§ YOUR TASK
Copy every line of the listing that contains the word "orange".

++++ DATA SUPPLIED

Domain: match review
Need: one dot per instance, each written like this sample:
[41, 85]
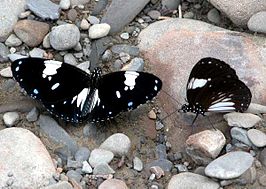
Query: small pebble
[84, 24]
[10, 118]
[46, 42]
[64, 4]
[257, 137]
[152, 115]
[86, 168]
[154, 14]
[158, 171]
[262, 180]
[124, 57]
[72, 15]
[13, 41]
[124, 35]
[6, 72]
[159, 125]
[107, 55]
[37, 52]
[24, 14]
[137, 164]
[33, 115]
[93, 20]
[99, 30]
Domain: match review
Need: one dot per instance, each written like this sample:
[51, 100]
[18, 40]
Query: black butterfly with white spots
[213, 86]
[73, 95]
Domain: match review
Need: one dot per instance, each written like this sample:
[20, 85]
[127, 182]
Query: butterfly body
[213, 86]
[73, 95]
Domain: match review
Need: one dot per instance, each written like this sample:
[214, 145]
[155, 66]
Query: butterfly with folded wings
[213, 86]
[73, 95]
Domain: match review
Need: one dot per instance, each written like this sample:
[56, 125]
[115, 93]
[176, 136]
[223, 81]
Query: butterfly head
[194, 109]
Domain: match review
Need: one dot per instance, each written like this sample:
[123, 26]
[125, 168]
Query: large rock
[9, 11]
[24, 159]
[121, 12]
[64, 37]
[239, 11]
[174, 46]
[192, 181]
[31, 32]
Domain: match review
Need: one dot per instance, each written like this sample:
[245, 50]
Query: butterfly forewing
[123, 91]
[214, 86]
[73, 95]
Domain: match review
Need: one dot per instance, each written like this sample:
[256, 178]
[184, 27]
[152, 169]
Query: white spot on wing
[55, 86]
[35, 91]
[118, 94]
[131, 79]
[222, 106]
[196, 83]
[51, 67]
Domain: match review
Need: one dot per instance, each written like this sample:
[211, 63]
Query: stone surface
[9, 11]
[3, 52]
[79, 2]
[13, 41]
[239, 11]
[45, 9]
[257, 22]
[173, 46]
[99, 156]
[59, 185]
[6, 72]
[103, 169]
[206, 143]
[165, 164]
[136, 64]
[257, 137]
[31, 32]
[244, 120]
[137, 164]
[57, 136]
[64, 4]
[10, 118]
[192, 181]
[64, 37]
[131, 50]
[99, 30]
[33, 115]
[127, 12]
[37, 52]
[117, 143]
[240, 135]
[24, 156]
[82, 154]
[230, 165]
[113, 184]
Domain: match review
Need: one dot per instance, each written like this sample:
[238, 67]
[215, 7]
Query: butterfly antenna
[211, 123]
[171, 97]
[177, 110]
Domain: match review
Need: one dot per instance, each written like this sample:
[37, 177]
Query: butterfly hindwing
[214, 86]
[123, 91]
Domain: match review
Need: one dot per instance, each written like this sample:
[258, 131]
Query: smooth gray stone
[44, 9]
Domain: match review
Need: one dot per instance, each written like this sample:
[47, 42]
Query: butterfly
[73, 95]
[213, 86]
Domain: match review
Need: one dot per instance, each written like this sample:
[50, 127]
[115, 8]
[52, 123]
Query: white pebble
[86, 168]
[10, 118]
[6, 72]
[99, 30]
[84, 24]
[64, 4]
[124, 35]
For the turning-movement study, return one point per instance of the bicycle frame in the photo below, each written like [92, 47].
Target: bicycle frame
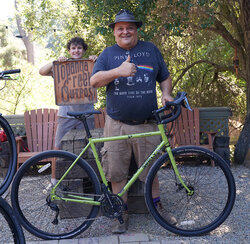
[91, 143]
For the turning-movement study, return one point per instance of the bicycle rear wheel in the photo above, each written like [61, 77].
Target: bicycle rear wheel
[30, 196]
[8, 155]
[209, 205]
[10, 229]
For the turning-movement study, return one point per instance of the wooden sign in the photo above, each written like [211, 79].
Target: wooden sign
[72, 82]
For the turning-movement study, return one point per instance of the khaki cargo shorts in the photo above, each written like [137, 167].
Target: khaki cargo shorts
[116, 155]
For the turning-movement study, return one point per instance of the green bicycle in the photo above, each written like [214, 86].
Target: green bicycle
[199, 196]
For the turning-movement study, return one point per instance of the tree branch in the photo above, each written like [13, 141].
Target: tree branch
[218, 68]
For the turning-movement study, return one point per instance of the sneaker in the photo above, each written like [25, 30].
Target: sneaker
[117, 227]
[164, 214]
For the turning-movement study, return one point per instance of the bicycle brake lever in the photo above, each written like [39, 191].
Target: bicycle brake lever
[120, 219]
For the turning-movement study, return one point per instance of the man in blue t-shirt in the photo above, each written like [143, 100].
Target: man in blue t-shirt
[129, 70]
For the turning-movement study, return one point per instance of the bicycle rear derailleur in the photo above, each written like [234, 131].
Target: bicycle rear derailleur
[112, 205]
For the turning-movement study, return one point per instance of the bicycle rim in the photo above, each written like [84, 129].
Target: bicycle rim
[8, 156]
[213, 197]
[11, 230]
[30, 196]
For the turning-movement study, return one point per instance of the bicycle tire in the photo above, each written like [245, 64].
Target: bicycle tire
[214, 191]
[8, 156]
[37, 213]
[11, 230]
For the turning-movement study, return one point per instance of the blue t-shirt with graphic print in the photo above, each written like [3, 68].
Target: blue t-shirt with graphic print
[133, 98]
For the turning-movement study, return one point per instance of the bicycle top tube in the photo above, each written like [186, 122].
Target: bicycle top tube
[164, 115]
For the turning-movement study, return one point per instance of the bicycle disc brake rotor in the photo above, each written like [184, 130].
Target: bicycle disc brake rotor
[118, 206]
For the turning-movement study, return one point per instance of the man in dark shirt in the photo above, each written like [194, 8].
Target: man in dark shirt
[129, 70]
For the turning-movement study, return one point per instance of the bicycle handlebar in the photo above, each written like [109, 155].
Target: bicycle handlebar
[174, 107]
[8, 72]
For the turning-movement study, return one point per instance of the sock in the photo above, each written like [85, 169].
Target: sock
[125, 207]
[156, 200]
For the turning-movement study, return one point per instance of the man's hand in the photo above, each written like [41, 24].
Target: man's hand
[62, 59]
[127, 69]
[93, 58]
[166, 98]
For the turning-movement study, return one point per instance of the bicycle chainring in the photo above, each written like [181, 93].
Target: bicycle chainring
[118, 206]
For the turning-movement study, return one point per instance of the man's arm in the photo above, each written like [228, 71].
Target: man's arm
[103, 78]
[46, 70]
[166, 88]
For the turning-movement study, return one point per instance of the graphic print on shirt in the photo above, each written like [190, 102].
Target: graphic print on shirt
[142, 79]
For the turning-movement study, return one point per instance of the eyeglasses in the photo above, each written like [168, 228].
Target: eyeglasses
[124, 11]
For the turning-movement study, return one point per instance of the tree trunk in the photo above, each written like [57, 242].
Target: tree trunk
[243, 143]
[26, 39]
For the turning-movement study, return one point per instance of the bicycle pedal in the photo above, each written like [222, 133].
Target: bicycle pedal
[120, 219]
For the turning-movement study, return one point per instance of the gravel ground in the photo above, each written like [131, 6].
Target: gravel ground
[234, 230]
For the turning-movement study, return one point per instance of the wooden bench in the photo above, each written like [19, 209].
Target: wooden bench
[186, 130]
[40, 127]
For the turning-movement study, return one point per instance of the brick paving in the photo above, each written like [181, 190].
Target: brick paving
[129, 238]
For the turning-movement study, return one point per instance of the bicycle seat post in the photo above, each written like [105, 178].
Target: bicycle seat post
[85, 124]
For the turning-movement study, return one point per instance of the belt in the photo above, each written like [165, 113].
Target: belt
[134, 122]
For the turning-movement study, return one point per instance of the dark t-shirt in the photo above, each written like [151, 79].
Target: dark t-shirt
[133, 98]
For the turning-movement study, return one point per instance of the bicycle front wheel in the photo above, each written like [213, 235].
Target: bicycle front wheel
[213, 191]
[8, 155]
[31, 196]
[10, 230]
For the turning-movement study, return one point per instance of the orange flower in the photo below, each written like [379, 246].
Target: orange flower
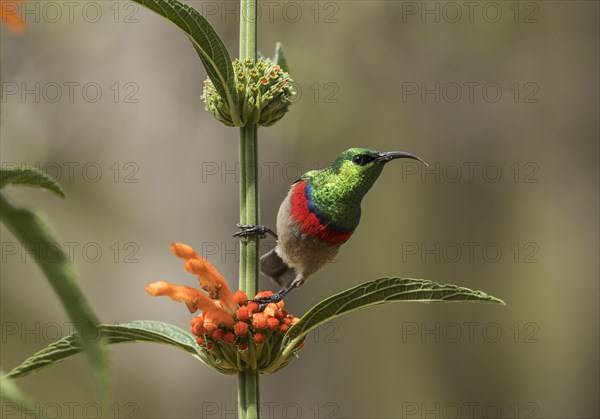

++++++++

§ FULL SOLUTION
For the turning-movement study, return one point per instance of the orange flower in the photo below, each written like [379, 246].
Target: orange flower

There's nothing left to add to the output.